### DOCUMENT
━━━━━━━━

Great suggestions, looking into this right now. First time building something li...

ljm · on Dec 14, 2023

2.2k/mo right off the bat is pretty steep, especially if you're paying that while the search response reliably takes over 10 seconds.

Why would you shovel 1.5k into MongoDB's pockets right off the bat? Especially when ElasticSearch is much better suited to what you're trying to do?

altdataseller · on Dec 14, 2023

Sounds like someone drank the Mongo kool-aid. You absolutely do not need Mongo, let alone Mongo Atlas. 25 million documents with ecommeece products is measly and should fit in a single 600 GB server

ljm · on Dec 14, 2023

Probably not even that - 25mil is nothing really. A normalised schema in an RDBMS would handle that without sweating.

dinobones · on Dec 14, 2023

You could run this entire stack (yes, even for 25 million products) using Kubernetes in a $40/month Linode + Elasticsearch + Cloudflare free plan.

mfrye0 · on Dec 14, 2023

If you're already on AWS, I recommend switching to postgres for now. For context, I have 3 RDS instances, each multi zone, with the biggest instance storing several billion records. My total bill for all 3 last month was $661.

Postgres has full text search, vector search, and jsonb. With jsonb you can store and index json documents like you would in Mongo.

- https://www.postgresql.org/docs/current/textsearch.html - https://aws.amazon.com/about-aws/whats-new/2023/05/amazon-rd...

philippemnoel · on Dec 14, 2023

You can even do Elastic-level full text search in Postgres with pg_bm25 (disclaimer: I am one of the makers of pg_bm25). Postgres truly rules, agree on the rec :)

LunaSea · on Dec 14, 2023

I have troubles seeing how this is possible.

$220 dollars per instance gets you 8Gb of RAM which is way, way, below the index size if you are indexing billions of vectors.

neeleshs · on Dec 14, 2023

how big is the disk for the biggest instance?

mfrye0 · on Dec 14, 2023

Pretty small still at 500gb. It only stores hot data right now and a subset of what's important. Most of our data is in S3.

tehlike · on Dec 14, 2023

Disclaimer: I am building https://pricetracker.wtf

You may want to look at Hetzner, and cut your costs by about 90%.

━━━━━━━━

### STORED ROWS
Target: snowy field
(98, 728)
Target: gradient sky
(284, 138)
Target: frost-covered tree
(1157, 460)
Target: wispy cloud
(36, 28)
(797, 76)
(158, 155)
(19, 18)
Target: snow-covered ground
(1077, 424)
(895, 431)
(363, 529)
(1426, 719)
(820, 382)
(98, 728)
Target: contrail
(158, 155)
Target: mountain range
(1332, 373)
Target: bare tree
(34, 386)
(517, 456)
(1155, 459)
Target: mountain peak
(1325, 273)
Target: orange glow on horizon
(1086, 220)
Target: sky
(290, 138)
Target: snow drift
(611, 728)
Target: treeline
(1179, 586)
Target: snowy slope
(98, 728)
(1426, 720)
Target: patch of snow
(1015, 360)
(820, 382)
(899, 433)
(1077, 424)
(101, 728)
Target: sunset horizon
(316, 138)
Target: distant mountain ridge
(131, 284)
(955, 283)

━━━━━━━━

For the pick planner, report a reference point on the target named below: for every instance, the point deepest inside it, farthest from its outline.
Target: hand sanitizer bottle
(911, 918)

━━━━━━━━

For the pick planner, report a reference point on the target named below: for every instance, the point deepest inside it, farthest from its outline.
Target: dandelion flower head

━━━━━━━━

### PROBLEM REQUIREMENTS
In the database cost thread, what did mfrye0's bill for all three RDS instances come to last month? The listing has no connection to the database cost thread.

### FINISHED TASK
$661.